▸ **EXTRACT TO READ**:
+++
Victor Wolfson (8 March 1909 – May 24, 1990) was an American dramatist, director, writer, producer, and actor.

Biography

Victor Wolfson began his professional career organizing acting clubs for striking coal miners in West Virginia. He soon found his passion for writing and he wrote numerous plays for Broadway, dramas for television and many novels. He wrote professionally until his death. Wolfson attended the first class of the University of Wisconsin Experimental College, where he founded their theater group, the Experimental College Players.

His life's work was playwriting and he adapted most of his plays from novels. His Broadway productions included the 1937 comedy Excursion, as well as Bitter Stream, adapted from Fontamara by Ignazio Silone, Pastoral, The Family, Pride's Crossing, and Seventh Heaven by Victor Young. His novels included The Lonely Steeple and The Eagle on the Plain and he also wrote for Harper's Magazine between 1948 and 1960. 
In 1961, he wrote several episodes for ABC's 26-part television series Winston Churchill: The Valiant Years which earned him an Emmy Award 1960-1961 for Outstanding Writing Achievement in the Documentary Field. 
He died, aged 81,  in a fire at his home in Wellfleet, Massachusetts, United States 

Wolfson's parents, Adolph Wolfson and Rebecca Hochstein Wolfson, who were Jewish, were political radicals who emigrated from Russia in 1894 to escape the pervasive anti-semitism and political persecution of the Tsarist regime. His sister Theresa Wolfson was an economist and prolific writer.
+++
▸ **EXERCISE TASKS**:
(1) Rewrite the stretch of the Victor Wolfson biography from "His life's work" through "1948 and 1960.", changing "playwriting" to "writing for the stage".
(2) Answer these questions using the Victor Wolfson biography:
(a) How did Wolfson begin his professional career?
(b) Which award did his episodes for the Winston Churchill series earn him?
(c) What was his sister Theresa Wolfson's profession?
(3) Continue the Victor Wolfson biography from its last sentence.
The data after this point comes from a different source than the text above.

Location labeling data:
+++
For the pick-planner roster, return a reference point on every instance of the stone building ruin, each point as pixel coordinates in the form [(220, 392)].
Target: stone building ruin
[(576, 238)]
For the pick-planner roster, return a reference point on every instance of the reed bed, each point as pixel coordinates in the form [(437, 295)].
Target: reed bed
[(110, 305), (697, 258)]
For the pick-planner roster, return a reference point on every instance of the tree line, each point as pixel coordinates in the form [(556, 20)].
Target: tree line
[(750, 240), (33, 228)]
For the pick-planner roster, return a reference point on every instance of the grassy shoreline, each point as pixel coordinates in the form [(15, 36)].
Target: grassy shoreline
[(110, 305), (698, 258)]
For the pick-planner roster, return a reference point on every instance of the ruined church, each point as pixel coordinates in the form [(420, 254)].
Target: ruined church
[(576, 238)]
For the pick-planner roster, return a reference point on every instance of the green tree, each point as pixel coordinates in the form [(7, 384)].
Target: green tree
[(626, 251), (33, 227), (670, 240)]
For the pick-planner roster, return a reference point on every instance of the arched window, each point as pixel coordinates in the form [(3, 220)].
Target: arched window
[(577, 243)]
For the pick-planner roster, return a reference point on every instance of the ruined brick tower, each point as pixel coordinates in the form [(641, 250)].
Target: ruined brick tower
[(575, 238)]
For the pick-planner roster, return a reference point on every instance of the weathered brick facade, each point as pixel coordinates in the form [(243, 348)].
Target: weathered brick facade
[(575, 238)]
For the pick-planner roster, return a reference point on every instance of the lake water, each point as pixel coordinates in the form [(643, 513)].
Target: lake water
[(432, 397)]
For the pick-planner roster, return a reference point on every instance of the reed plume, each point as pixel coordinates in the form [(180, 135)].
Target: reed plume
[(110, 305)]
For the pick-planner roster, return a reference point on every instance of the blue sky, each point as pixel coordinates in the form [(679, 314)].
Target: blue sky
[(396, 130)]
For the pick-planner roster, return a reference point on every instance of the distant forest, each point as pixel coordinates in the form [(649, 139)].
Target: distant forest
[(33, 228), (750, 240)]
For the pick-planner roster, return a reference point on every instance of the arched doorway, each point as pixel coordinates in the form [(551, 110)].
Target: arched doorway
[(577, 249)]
+++
▸ **ANSWERS**:
(1)
His life's work was writing for the stage and he adapted most of his plays from novels. His Broadway productions included the 1937 comedy Excursion, as well as Bitter Stream, adapted from Fontamara by Ignazio Silone, Pastoral, The Family, Pride's Crossing, and Seventh Heaven by Victor Young. His novels included The Lonely Steeple and The Eagle on the Plain and he also wrote for Harper's Magazine between 1948 and 1960.

(2)
(a) He organized acting clubs for striking coal miners in West Virginia.
(b) An Emmy Award (1960-1961) for Outstanding Writing Achievement in the Documentary Field.
(c) She was an economist and a prolific writer.

(3)
Filmography
1966 Rings Around the World (documentary) (screenplay / story)
1964 The Finest Hours (documentary)
1960 Winston Churchill: The Valiant Years (TV series documentary)  (writer)
1956-1960 Alfred Hitchcock Presents (TV series) teleplay
1956 Climax! (TV series)
1956 Front Row Center (TV series) based on his own novel Midsummer Madness
1956 Kraft Theatre (TV series)
1954 Janet Dean, Registered Nurse (TV series)
1951-1952 Suspense (TV series) teleplay and writer – 8 episodes
1959 Invisible Man (TV series) scenario editor - 3 episodes

Plays 

1955 Seventh Heaven. Musical by Victor Young- Co-writer with Stella Unger.
1950 Pride's Crossing  Drama - Writer
1943 The Family. Based on the novel by Nina Federova.  - Writer.
1939 Pastoral Comedy - . Writer
1937 Excursion Comedy - Writer
1936 Bitter Stream - Based on the novel Fontamara by Ignazio Silone - Writer
1935 Mother - Stage Director
1935 Crime and Punishment - Drama. Writer, Producer and Stage Director.
1932 Counsellor-At-Law. Revival -Performed as 'A Tall Man'. Counsellor at Law was made into a film in 1933.
1931 Counsellor-at-Law. Drama. Directed by William Wyler. - Performed as 'A Tall Man'
1926 Mixed Bill -Writer

Books
1969 The Mayerling Murder, a book about the Mayerling Incident.
1967 Midsummer Madness
1966 The Man who Cared: A Life of Harry S. Truman
1962 My Prince! My King!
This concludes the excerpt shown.